DIRECTIONS
[1] Do these statements agree with the article about Samir Ross's Bronze Medal? For each, answer yes or no and quote the deciding words of the article.
(a) Ross went to Kazakhstan in April to receive the award.
(b) Ross holds more than 220 patents.
(c) Larry Walker directs the NCNPR.
[2] In the article about Samir Ross's Bronze Medal, which university gave him the award?
[3] Carry on the article about Samir Ross's Bronze Medal from the point where it stops.

PASSAGE FOR REVIEW

++++

OXFORD, Miss. – Samir Ross, professor of pharmacognosy and research professor in the Research Institute of Pharmaceutical Sciences at the University of Mississippi, has been awarded a Bronze Medal from Kazakh National Medical University in Almaty, Kazakhstan.
The honor was presented to Ross for scientific collaboration with the university’s pharmacy school, which includes giving seminars and supervising graduate students. Ross traveled to Kazakhstan in April to accept the prestigious award.
Besides his work in Kazakhstan, Ross frequently supervises Kazakh University students in Mississippi.
“A number of Kazakh students have visited the National Center for Natural Products Research for research training under Dr. Ross, with support from the Kazakhstan government,” said Larry Walker, NCNPR director. “This is an important collaboration, and I congratulate Dr. Ross on being recognized for this work.”
Ross has produced more than 220 publications over the course of his career and owns 11 patents related to his research.
“I was also recognized for my research in the area of natural products,” Ross said. “I have been working in this area for almost four decades.”

++++

ENTRIES PROVIDED

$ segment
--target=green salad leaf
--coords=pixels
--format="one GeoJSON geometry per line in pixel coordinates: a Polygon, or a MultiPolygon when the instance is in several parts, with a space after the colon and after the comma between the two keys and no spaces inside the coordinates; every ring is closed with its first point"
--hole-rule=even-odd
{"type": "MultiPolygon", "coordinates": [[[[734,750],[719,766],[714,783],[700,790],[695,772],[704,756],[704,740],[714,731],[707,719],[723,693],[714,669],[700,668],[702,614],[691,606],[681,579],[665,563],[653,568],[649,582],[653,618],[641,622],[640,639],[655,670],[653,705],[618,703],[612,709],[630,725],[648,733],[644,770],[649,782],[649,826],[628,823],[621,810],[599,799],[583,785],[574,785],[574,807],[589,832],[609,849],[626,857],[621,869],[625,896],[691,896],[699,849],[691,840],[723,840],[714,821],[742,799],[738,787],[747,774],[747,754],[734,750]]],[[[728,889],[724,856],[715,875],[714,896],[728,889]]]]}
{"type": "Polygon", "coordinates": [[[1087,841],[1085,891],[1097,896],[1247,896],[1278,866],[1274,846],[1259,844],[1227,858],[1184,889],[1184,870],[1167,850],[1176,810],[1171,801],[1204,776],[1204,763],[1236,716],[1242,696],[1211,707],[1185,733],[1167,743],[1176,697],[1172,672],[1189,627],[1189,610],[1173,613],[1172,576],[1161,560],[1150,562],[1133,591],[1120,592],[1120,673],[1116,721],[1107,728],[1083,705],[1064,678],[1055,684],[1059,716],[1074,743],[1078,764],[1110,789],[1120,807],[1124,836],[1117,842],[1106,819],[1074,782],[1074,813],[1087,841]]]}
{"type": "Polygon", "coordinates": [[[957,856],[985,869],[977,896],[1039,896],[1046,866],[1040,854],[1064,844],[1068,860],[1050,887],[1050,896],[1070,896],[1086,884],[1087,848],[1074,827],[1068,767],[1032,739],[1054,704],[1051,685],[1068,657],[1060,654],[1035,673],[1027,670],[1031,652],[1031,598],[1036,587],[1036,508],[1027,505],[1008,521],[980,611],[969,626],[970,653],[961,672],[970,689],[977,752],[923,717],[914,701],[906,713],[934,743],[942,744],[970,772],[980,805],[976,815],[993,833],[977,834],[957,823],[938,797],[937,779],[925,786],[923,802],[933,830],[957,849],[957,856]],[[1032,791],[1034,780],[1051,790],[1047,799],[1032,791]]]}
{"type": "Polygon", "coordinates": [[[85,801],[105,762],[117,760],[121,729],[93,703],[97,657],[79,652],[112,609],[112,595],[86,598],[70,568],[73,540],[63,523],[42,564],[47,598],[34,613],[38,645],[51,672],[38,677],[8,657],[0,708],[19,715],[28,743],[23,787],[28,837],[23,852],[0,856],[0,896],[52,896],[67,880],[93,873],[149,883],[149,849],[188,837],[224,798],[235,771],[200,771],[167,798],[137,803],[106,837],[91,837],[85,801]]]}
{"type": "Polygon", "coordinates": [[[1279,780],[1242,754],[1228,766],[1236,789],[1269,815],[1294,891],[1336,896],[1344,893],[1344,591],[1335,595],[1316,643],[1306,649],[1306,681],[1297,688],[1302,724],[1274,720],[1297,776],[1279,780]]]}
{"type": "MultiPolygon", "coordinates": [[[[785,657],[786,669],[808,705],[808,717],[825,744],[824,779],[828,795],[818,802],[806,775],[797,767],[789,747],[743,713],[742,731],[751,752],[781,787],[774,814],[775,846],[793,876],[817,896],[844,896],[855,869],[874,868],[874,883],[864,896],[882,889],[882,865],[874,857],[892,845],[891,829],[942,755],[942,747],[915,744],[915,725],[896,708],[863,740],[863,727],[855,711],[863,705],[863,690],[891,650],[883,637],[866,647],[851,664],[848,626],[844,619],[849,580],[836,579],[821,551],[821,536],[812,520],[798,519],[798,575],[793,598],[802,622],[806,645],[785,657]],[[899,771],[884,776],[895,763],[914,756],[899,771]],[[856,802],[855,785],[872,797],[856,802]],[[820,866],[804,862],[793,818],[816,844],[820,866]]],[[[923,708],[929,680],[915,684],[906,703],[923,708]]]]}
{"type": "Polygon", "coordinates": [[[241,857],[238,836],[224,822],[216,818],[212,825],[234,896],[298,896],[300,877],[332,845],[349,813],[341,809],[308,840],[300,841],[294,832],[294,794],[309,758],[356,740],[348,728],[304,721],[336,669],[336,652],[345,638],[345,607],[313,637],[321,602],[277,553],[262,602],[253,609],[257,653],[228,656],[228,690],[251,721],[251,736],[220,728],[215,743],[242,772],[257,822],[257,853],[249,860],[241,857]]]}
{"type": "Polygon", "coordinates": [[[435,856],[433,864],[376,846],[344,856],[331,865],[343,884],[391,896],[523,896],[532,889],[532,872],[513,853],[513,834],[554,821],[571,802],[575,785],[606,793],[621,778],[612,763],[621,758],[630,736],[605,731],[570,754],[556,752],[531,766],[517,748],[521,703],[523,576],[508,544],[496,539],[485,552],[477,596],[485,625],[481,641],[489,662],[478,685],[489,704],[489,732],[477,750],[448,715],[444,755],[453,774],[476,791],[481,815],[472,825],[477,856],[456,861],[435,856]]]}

++++

WRITTEN RESPONSES
[1]
(a) Yes: "Ross traveled to Kazakhstan in April to accept the prestigious award."
(b) No: "owns 11 patents related to his research."
(c) Yes: "said Larry Walker, NCNPR director."

[2] Kazakh National Medical University in Almaty, Kazakhstan.

[3]
This is not the first time Ross has been recognized by Kazakh University. In 2012, he received a Gold Medal from the institution – its highest honor. His other awards include a Silver Medal from the University of Veterinary and Pharmaceutical Sciences Brno in the Czech Republic in 2013 and the UM School of Pharmacy’s Faculty Research Award in 2009.
Ross said he is thankful to Kazakh University for the award and credited UM for supporting his work.
“It is such an honor to receive an award from the top medical university in Kazakhstan,” he said. “This recognition means a great deal to me. I would not have received it without the support and encouragement from my colleagues at the School of Pharmacy and National Center for Natural Products Research.”
Kazakh National has been recognized as the No. 1 medical institute in Kazakhstan. The medal honors S.D. Asfendiyarov, the university’s first rector.